**STATED GOAL**
Reproduce every one of the entries below word for word, omitting the pictures from your answer.

**ENTRIES PROVIDED**
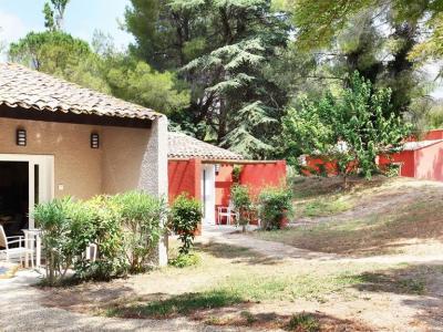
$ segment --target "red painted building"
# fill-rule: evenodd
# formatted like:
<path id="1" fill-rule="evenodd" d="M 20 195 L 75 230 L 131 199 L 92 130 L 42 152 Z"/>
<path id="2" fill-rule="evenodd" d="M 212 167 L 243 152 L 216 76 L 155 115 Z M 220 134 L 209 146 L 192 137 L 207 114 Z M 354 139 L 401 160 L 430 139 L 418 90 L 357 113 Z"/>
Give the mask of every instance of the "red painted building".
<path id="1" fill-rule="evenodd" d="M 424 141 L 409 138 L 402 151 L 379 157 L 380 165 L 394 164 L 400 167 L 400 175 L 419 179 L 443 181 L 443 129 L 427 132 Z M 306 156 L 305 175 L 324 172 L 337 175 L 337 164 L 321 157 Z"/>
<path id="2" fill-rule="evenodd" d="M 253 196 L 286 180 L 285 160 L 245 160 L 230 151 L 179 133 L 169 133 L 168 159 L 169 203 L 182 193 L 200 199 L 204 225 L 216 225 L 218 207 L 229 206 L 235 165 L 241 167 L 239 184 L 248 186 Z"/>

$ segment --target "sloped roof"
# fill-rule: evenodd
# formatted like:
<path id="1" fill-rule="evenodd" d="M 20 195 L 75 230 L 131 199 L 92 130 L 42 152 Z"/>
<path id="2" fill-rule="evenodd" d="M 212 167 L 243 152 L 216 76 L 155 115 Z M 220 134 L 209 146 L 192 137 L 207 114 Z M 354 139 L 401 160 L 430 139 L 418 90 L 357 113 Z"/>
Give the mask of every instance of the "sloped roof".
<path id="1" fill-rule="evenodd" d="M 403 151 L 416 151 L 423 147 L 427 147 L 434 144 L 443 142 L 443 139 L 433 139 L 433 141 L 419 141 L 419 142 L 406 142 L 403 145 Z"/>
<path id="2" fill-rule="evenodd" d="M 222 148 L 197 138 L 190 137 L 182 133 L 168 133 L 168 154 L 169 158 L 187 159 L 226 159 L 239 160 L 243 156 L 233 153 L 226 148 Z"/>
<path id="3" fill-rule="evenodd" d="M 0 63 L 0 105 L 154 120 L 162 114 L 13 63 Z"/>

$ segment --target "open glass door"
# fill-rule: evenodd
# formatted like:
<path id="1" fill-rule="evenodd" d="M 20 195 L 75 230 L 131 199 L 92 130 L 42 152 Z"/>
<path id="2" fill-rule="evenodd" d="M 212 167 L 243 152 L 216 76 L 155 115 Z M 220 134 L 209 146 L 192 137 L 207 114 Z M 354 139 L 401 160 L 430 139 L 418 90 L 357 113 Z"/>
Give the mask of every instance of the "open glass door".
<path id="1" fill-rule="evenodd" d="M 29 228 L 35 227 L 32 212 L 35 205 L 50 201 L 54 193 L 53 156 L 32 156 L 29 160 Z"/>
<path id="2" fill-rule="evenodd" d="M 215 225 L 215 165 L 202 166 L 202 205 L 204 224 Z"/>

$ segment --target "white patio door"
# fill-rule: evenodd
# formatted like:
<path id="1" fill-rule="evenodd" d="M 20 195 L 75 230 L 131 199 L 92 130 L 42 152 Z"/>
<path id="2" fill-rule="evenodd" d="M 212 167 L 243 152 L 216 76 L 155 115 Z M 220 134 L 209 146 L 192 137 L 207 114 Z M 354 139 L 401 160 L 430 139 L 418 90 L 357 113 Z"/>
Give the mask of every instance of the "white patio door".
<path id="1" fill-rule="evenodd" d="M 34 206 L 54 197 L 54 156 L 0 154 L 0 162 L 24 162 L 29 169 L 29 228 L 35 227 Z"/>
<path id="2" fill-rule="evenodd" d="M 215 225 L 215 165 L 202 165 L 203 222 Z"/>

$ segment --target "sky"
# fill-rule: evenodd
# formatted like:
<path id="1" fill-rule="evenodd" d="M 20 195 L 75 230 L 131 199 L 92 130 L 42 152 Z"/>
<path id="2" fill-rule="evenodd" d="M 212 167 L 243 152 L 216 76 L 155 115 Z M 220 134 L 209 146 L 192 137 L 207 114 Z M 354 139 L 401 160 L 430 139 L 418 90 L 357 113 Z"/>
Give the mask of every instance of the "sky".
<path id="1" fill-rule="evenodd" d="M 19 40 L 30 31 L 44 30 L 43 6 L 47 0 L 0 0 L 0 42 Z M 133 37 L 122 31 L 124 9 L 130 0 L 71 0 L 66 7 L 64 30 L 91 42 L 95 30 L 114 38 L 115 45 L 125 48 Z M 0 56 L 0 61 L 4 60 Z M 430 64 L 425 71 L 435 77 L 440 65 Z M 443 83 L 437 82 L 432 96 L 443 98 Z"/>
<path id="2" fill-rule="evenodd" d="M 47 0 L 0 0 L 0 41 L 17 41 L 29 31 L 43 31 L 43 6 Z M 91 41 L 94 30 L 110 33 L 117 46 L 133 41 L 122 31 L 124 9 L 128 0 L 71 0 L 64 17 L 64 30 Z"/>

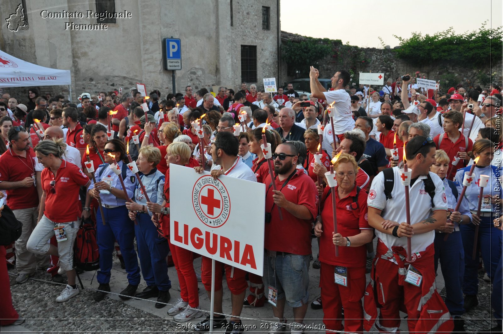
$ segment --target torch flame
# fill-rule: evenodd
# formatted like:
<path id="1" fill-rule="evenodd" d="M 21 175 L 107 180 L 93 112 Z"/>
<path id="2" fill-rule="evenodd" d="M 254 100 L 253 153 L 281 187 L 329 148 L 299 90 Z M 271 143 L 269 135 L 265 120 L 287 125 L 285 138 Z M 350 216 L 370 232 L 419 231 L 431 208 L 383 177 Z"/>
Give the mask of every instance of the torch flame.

**SOLUTION**
$ segment --target "red painted building"
# fill-rule: evenodd
# formatted like:
<path id="1" fill-rule="evenodd" d="M 20 195 L 75 230 L 131 199 L 92 130 L 42 152 Z"/>
<path id="2" fill-rule="evenodd" d="M 212 167 L 243 152 L 216 76 L 155 115 Z M 220 134 L 209 146 L 192 137 L 207 114 Z M 354 139 L 401 160 L 430 139 L 418 90 L 357 113 Z"/>
Give the mask of every instance of the "red painted building".
<path id="1" fill-rule="evenodd" d="M 424 141 L 409 138 L 402 151 L 379 157 L 380 165 L 394 164 L 400 167 L 400 175 L 419 179 L 443 181 L 443 129 L 427 132 Z M 306 156 L 305 175 L 324 172 L 337 175 L 337 164 L 321 157 Z"/>
<path id="2" fill-rule="evenodd" d="M 253 196 L 286 180 L 285 160 L 245 160 L 230 151 L 179 133 L 169 133 L 168 159 L 169 203 L 182 193 L 200 199 L 204 225 L 216 225 L 218 207 L 229 206 L 235 165 L 241 167 L 239 184 L 248 186 Z"/>

$ segment --target "sloped roof"
# fill-rule: evenodd
# formatted like:
<path id="1" fill-rule="evenodd" d="M 20 195 L 75 230 L 131 199 L 92 130 L 42 152 Z"/>
<path id="2" fill-rule="evenodd" d="M 212 167 L 243 152 L 216 76 L 155 115 Z M 220 134 L 209 146 L 192 137 L 207 114 Z M 354 139 L 401 160 L 430 139 L 418 90 L 357 113 Z"/>
Give the mask of every instance of the "sloped roof".
<path id="1" fill-rule="evenodd" d="M 403 151 L 416 151 L 423 147 L 427 147 L 434 144 L 443 142 L 443 139 L 433 139 L 433 141 L 419 141 L 419 142 L 406 142 L 403 145 Z"/>
<path id="2" fill-rule="evenodd" d="M 222 148 L 197 138 L 190 137 L 182 133 L 168 133 L 168 154 L 169 158 L 187 159 L 226 159 L 239 160 L 243 156 L 233 153 L 226 148 Z"/>
<path id="3" fill-rule="evenodd" d="M 0 63 L 0 105 L 154 120 L 162 114 L 13 63 Z"/>

$ segment --target "open glass door"
# fill-rule: evenodd
# formatted like:
<path id="1" fill-rule="evenodd" d="M 20 195 L 75 230 L 131 199 L 92 130 L 42 152 Z"/>
<path id="2" fill-rule="evenodd" d="M 212 167 L 243 152 L 216 76 L 155 115 Z M 220 134 L 209 146 L 192 137 L 207 114 Z M 354 139 L 401 160 L 430 139 L 418 90 L 357 113 Z"/>
Give the mask of every instance of the "open glass door".
<path id="1" fill-rule="evenodd" d="M 29 228 L 35 227 L 32 212 L 35 205 L 50 201 L 54 193 L 53 156 L 32 156 L 29 160 Z"/>
<path id="2" fill-rule="evenodd" d="M 215 225 L 215 165 L 202 166 L 202 205 L 204 224 Z"/>

$ segment --target "white patio door"
# fill-rule: evenodd
# formatted like:
<path id="1" fill-rule="evenodd" d="M 20 195 L 75 230 L 131 199 L 92 130 L 42 152 Z"/>
<path id="2" fill-rule="evenodd" d="M 212 167 L 243 152 L 216 76 L 155 115 Z M 220 134 L 209 146 L 192 137 L 207 114 Z M 354 139 L 401 160 L 430 139 L 418 90 L 357 113 Z"/>
Give the mask of every instance of the "white patio door".
<path id="1" fill-rule="evenodd" d="M 34 206 L 54 197 L 54 156 L 0 154 L 0 162 L 24 162 L 29 169 L 29 228 L 35 227 Z"/>
<path id="2" fill-rule="evenodd" d="M 215 225 L 215 165 L 202 165 L 203 222 Z"/>

$ segment --target "sky"
# fill-rule: evenodd
# formatted like:
<path id="1" fill-rule="evenodd" d="M 20 195 L 75 230 L 131 199 L 92 130 L 42 152 Z"/>
<path id="2" fill-rule="evenodd" d="M 212 167 L 243 152 L 216 76 L 155 115 Z M 220 134 L 209 146 L 192 137 L 207 114 Z M 354 139 L 401 160 L 430 139 L 418 90 L 357 113 Z"/>
Give the mask of every instance of the "sky".
<path id="1" fill-rule="evenodd" d="M 19 40 L 30 31 L 44 30 L 43 6 L 47 0 L 0 0 L 0 42 Z M 133 37 L 122 31 L 124 9 L 130 0 L 71 0 L 66 7 L 64 30 L 91 42 L 95 30 L 114 38 L 115 45 L 125 48 Z M 0 56 L 0 61 L 4 60 Z M 430 64 L 425 71 L 435 77 L 440 65 Z M 443 83 L 437 82 L 432 96 L 443 98 Z"/>
<path id="2" fill-rule="evenodd" d="M 47 0 L 0 0 L 0 41 L 17 41 L 29 31 L 43 31 L 43 6 Z M 91 41 L 94 30 L 110 33 L 117 46 L 133 41 L 122 31 L 124 9 L 128 0 L 71 0 L 64 17 L 64 30 Z"/>

$ segment --target torch flame
# fill-rule: evenodd
# formatted like:
<path id="1" fill-rule="evenodd" d="M 21 175 L 107 180 L 93 112 Z"/>
<path id="2" fill-rule="evenodd" d="M 254 100 L 253 153 L 281 187 L 329 148 L 299 90 Z M 271 143 L 269 135 L 265 120 L 287 125 L 285 138 Z M 350 216 L 370 232 L 419 231 L 431 208 L 383 177 Z"/>
Give the mask of every instance of the torch flame.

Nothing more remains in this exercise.